Region pointing data
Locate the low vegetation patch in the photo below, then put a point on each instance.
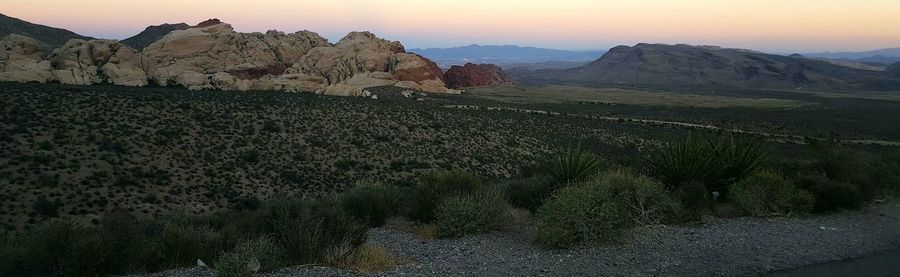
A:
(436, 187)
(367, 258)
(474, 213)
(282, 232)
(767, 193)
(601, 209)
(574, 164)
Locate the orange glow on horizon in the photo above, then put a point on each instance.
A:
(809, 25)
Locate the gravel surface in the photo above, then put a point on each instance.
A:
(740, 246)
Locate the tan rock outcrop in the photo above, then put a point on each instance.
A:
(212, 55)
(21, 60)
(289, 48)
(81, 62)
(206, 50)
(358, 52)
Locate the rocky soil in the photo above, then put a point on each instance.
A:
(732, 247)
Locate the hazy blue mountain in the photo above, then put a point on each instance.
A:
(152, 34)
(51, 37)
(504, 55)
(661, 65)
(882, 56)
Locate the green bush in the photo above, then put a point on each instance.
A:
(830, 195)
(434, 187)
(529, 193)
(767, 193)
(179, 245)
(373, 204)
(247, 258)
(475, 213)
(574, 164)
(740, 157)
(690, 160)
(694, 196)
(714, 162)
(308, 229)
(874, 174)
(646, 200)
(601, 209)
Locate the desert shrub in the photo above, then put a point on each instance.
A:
(601, 209)
(45, 207)
(247, 258)
(60, 248)
(529, 193)
(179, 245)
(740, 157)
(473, 213)
(434, 187)
(308, 229)
(692, 159)
(367, 258)
(574, 164)
(767, 193)
(646, 200)
(694, 196)
(874, 175)
(373, 204)
(830, 195)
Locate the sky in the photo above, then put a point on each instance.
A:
(765, 25)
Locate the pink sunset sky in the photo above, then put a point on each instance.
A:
(767, 25)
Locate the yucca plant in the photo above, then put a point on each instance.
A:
(692, 159)
(740, 157)
(574, 164)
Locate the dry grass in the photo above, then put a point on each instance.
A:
(368, 258)
(567, 94)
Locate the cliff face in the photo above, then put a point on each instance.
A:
(213, 56)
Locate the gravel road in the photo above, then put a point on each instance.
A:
(732, 247)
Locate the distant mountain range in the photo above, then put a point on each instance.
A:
(153, 34)
(50, 38)
(508, 56)
(881, 56)
(661, 65)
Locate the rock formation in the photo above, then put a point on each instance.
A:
(212, 56)
(475, 75)
(81, 62)
(21, 60)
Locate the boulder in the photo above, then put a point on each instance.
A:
(81, 62)
(289, 48)
(208, 49)
(476, 75)
(356, 53)
(21, 60)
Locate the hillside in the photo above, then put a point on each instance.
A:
(660, 65)
(152, 34)
(503, 55)
(49, 37)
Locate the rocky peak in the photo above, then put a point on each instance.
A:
(208, 22)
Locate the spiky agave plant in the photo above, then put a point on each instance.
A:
(740, 156)
(574, 164)
(692, 159)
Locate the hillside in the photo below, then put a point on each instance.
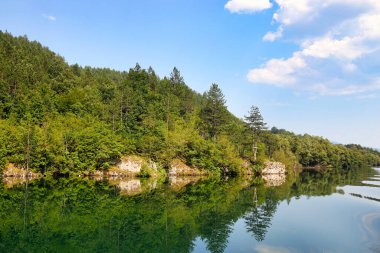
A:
(56, 117)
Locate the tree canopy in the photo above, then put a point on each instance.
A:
(58, 117)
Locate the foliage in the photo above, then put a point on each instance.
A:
(60, 118)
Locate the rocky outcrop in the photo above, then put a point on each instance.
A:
(13, 171)
(178, 182)
(247, 168)
(273, 168)
(131, 166)
(179, 168)
(133, 186)
(272, 180)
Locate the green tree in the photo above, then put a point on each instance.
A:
(214, 113)
(256, 123)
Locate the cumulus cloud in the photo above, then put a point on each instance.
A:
(247, 6)
(272, 36)
(49, 17)
(330, 61)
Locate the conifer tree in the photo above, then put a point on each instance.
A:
(256, 124)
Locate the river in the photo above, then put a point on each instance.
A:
(312, 212)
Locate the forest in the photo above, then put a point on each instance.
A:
(56, 117)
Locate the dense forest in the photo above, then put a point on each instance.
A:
(56, 117)
(85, 215)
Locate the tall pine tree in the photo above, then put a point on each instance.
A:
(256, 124)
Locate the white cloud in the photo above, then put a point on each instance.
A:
(49, 17)
(272, 36)
(331, 61)
(247, 6)
(278, 72)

_Work item_
Please repeat the records above word for word, and do not include the pictures.

_Reply_
Locate the low vegetation patch in the photo below, then put a point on each instance.
A:
(436, 187)
(367, 258)
(474, 213)
(282, 232)
(767, 193)
(601, 209)
(574, 164)
Locate the orange glow on horizon in the photo above, then put a point on each instance.
A:
(809, 25)
Locate the gravel surface in the photo above, then put a point on each instance.
A:
(740, 246)
Locate the tan rock outcrop in the photo above, then put a point on each instance.
A:
(212, 55)
(21, 60)
(289, 48)
(81, 62)
(206, 50)
(358, 52)
Locate the rocky soil in the photo above, then put a point on each instance.
A:
(732, 247)
Locate the hazy blue mountain in the photo above, then put a point on each instance.
A:
(152, 34)
(51, 37)
(504, 55)
(661, 65)
(882, 56)
Locate the green bush in the photo above, then put a point on each instance.
A:
(830, 195)
(434, 187)
(529, 193)
(767, 193)
(179, 245)
(373, 204)
(247, 258)
(475, 213)
(574, 164)
(740, 157)
(690, 160)
(694, 196)
(714, 162)
(308, 229)
(874, 174)
(646, 200)
(601, 209)
Locate the desert shrub in the photo above, then put a point on each instance.
A:
(601, 209)
(45, 207)
(247, 258)
(60, 248)
(529, 193)
(179, 245)
(740, 157)
(473, 213)
(434, 187)
(308, 229)
(692, 159)
(367, 258)
(574, 164)
(767, 193)
(646, 200)
(694, 196)
(874, 175)
(373, 204)
(830, 195)
Locate the sky in the photo above, then put a point on each instance.
A:
(765, 25)
Locate the pink sunset sky in the photo above, then put a point on each instance.
A:
(767, 25)
Locate the yucca plant in the photo above, then put a point on each instance.
A:
(692, 159)
(740, 157)
(574, 164)
Locate the dry grass in the photo above, then put a point on each instance.
A:
(368, 258)
(567, 94)
Locate the cliff face in the photo above, then put a point on each instance.
A:
(213, 56)
Locate the gravel road in the photo above, then put a point on each instance.
A:
(732, 247)
Locate the distant mountain range in the photo above, then put a point on each instance.
A:
(153, 34)
(50, 38)
(508, 56)
(881, 56)
(661, 65)
Locate the rock formation in the photo above, then put a point on each instance.
A:
(212, 56)
(475, 75)
(81, 62)
(21, 60)
Locate the boulder in the photo above, then put a point on each instance.
A:
(81, 62)
(289, 48)
(208, 49)
(476, 75)
(356, 53)
(21, 60)
Locate the hillside in the photo above, then put a point on each instance.
A:
(660, 65)
(152, 34)
(503, 55)
(49, 37)
Locate the rocky peak in the photo above, then put a point on each instance.
A:
(208, 22)
Locate the spiky agave plant in the photo above, then put a point on each instance.
A:
(740, 156)
(574, 164)
(692, 159)
Locate the hillside in the photo below, then put a point on each instance.
A:
(56, 117)
Locate the tree canopy in the photo above, then put a point on each instance.
A:
(58, 117)
Locate the foliage in the photo above, then put a point on each instance.
A:
(60, 118)
Locate the rocky outcrop in the photo above, then put a point on each instance.
A:
(13, 171)
(178, 182)
(247, 168)
(273, 168)
(131, 166)
(179, 168)
(133, 186)
(272, 180)
Locate the green tree in the photo above, then put a point on each instance.
A:
(214, 113)
(256, 123)
Locate the cumulus cloud in the photo above, then put a point on each instance.
A:
(247, 6)
(272, 36)
(49, 17)
(330, 61)
Locate the conifer tree in the photo above, then put a point on each instance.
A:
(256, 124)
Locate the river in the photo above, then put a point on each instance.
A:
(312, 212)
Locate the forest in the photo above, then put a point on each instance.
A:
(56, 117)
Locate the dense forest in the photo above, then put a point on each instance.
A:
(56, 117)
(85, 215)
Locate the tall pine tree in the photo above, then put a point on each instance.
A:
(256, 124)
Locate the white cloud in the photo above, then put a point on each instance.
A:
(49, 17)
(272, 36)
(331, 61)
(247, 6)
(278, 72)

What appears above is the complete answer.